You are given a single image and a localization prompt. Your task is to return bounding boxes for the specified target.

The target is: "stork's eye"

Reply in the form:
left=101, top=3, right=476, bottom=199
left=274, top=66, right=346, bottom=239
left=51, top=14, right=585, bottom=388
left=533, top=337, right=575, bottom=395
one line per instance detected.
____
**Work to be completed**. Reproduce the rows above, replacing "stork's eye" with "stork's beak" and leaving everything else unchanged.

**Answer in full**.
You are given a single image and a localization prompt. Your task is to return bounding boxes for the specified target.

The target is: "stork's beak"

Reply in the form:
left=101, top=3, right=476, bottom=199
left=274, top=66, right=346, bottom=239
left=51, top=14, right=585, bottom=388
left=533, top=337, right=575, bottom=395
one line per instance detected.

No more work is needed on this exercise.